[Working data]
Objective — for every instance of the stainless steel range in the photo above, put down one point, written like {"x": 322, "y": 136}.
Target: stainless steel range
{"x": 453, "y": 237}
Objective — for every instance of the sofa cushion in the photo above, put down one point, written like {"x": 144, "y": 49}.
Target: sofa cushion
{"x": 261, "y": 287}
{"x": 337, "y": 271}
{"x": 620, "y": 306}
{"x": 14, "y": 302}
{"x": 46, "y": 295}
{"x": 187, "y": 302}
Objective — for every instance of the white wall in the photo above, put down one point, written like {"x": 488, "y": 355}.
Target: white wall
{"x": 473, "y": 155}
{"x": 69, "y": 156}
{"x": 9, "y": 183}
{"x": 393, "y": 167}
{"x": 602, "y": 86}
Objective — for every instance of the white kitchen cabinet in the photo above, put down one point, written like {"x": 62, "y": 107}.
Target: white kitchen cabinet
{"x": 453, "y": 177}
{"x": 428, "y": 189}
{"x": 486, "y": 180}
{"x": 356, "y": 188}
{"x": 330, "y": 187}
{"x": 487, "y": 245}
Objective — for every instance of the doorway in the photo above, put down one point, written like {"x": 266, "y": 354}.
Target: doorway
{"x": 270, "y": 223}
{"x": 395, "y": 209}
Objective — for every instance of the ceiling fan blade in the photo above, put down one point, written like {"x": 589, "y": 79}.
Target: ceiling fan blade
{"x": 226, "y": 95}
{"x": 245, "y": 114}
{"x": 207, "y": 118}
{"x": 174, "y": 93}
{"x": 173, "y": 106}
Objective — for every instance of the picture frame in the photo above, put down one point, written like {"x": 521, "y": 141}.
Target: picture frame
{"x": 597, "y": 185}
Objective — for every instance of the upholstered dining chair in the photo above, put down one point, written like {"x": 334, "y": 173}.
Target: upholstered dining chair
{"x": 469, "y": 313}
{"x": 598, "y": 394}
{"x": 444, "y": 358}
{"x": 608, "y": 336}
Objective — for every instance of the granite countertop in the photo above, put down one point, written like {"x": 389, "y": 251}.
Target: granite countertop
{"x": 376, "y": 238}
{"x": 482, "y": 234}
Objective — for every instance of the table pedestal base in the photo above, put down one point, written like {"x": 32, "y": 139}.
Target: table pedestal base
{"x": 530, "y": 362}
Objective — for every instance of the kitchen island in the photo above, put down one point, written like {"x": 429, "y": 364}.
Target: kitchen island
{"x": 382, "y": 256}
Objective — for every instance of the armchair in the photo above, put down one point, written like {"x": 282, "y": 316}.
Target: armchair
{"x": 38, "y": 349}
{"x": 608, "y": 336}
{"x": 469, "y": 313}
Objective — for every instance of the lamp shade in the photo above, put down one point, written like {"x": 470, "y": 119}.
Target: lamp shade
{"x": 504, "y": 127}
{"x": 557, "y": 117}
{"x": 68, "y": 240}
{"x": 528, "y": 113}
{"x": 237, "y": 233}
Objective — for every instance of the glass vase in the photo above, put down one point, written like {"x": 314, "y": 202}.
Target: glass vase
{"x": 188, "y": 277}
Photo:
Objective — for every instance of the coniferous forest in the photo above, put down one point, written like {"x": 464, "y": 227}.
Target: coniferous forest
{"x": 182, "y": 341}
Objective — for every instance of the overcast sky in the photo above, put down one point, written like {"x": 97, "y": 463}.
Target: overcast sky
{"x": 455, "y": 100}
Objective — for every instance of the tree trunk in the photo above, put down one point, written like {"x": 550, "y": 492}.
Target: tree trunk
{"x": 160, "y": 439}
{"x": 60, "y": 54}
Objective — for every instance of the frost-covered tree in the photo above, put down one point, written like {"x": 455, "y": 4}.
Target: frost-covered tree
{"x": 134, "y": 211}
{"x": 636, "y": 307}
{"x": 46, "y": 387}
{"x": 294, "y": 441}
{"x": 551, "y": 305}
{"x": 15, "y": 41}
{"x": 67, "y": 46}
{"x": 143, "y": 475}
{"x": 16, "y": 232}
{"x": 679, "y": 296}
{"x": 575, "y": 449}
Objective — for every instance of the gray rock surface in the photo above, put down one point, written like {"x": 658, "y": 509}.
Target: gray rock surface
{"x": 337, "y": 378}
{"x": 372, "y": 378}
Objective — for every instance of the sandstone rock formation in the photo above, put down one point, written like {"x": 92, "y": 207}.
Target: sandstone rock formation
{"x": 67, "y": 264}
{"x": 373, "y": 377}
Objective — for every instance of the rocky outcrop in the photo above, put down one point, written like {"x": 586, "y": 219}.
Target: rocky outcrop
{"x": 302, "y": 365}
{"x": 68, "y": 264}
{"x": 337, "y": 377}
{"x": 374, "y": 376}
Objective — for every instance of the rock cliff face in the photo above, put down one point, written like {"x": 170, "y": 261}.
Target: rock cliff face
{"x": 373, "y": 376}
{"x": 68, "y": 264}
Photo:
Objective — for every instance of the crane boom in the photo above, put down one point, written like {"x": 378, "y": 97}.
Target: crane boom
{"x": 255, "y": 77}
[/Working data]
### Prompt:
Retype only the lines above between the line with "Target: rocky outcrop" and the line with "Objective — for every instance of the rock cliff", counting those two lines as well, and keep every character as it is.

### Solution:
Target: rocky outcrop
{"x": 302, "y": 365}
{"x": 68, "y": 264}
{"x": 337, "y": 377}
{"x": 374, "y": 376}
Objective — for every instance of the rock cliff face in the photo above, put down one point, written like {"x": 170, "y": 261}.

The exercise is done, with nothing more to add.